▶ [DATA SHOWN]
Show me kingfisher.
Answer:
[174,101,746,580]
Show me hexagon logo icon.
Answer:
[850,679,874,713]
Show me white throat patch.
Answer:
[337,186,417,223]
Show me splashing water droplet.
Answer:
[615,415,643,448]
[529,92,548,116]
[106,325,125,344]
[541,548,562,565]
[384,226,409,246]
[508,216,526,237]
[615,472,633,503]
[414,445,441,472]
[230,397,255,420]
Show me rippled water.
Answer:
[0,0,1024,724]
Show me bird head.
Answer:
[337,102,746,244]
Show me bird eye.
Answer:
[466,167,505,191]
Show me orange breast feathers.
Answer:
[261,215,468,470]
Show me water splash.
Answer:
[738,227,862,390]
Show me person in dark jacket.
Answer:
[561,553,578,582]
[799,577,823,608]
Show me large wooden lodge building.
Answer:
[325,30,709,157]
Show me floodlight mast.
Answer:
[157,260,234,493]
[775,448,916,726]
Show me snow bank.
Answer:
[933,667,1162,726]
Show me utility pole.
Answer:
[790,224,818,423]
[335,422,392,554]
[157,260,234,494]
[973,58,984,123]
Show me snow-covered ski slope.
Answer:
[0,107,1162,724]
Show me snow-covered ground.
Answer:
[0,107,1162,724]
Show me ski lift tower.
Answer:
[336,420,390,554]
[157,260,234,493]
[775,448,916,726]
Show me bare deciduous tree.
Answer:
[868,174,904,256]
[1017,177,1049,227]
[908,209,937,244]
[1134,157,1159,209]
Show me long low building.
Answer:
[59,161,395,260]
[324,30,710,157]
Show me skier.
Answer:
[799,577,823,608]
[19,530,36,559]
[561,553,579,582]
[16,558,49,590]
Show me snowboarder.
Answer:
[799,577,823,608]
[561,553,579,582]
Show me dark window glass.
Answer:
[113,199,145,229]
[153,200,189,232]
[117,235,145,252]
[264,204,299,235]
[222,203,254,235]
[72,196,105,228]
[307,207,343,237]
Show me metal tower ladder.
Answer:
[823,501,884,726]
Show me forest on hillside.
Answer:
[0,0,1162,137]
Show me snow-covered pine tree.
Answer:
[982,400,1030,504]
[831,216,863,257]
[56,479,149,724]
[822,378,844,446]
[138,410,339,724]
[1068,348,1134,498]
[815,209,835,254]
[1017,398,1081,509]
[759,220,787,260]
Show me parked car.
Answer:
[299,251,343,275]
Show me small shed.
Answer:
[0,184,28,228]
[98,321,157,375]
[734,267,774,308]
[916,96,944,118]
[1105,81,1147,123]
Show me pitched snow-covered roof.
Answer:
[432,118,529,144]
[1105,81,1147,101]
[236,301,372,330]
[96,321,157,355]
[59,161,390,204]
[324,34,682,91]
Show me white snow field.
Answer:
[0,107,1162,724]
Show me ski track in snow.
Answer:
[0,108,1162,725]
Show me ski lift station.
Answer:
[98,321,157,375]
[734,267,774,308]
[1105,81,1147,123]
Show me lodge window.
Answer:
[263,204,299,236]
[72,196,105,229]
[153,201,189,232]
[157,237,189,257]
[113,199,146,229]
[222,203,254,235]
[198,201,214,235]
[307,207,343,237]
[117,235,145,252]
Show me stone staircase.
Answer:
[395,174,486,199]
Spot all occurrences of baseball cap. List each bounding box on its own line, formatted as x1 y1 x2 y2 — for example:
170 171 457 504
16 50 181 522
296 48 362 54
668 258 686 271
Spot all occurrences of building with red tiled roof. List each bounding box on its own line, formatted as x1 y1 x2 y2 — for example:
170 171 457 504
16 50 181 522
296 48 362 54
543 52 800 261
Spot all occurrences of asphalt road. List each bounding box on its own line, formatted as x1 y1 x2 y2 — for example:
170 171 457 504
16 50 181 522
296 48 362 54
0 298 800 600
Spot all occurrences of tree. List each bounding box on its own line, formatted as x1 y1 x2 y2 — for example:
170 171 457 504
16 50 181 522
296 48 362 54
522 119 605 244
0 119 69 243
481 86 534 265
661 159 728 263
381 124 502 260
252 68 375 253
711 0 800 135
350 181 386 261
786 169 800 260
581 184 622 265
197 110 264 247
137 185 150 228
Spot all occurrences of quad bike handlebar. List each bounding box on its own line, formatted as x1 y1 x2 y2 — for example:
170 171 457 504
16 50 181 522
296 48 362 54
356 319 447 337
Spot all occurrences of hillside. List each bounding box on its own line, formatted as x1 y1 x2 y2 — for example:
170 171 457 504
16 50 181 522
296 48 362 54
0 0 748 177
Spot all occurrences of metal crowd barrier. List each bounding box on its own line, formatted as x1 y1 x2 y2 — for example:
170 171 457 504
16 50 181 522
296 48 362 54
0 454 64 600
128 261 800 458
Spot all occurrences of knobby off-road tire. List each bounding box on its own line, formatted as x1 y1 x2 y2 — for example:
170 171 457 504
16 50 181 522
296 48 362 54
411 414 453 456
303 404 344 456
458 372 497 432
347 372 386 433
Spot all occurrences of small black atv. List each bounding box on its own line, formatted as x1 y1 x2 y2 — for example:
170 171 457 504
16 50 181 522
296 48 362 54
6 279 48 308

▶ [WHAT THE EXERCISE ASKS]
Pull together every line in the records above that contains the string "road", and copy each one unchanged.

▶ [OUTPUT OF THE EXERCISE]
Spot all occurrences of asphalt road. List each bounding box on its own line, formatted as x1 y1 x2 y2 — for example:
Spot all occurrences of knobby off-road tire. List each bounding box on its own line, formatted as x1 y1 x2 y2 — for example:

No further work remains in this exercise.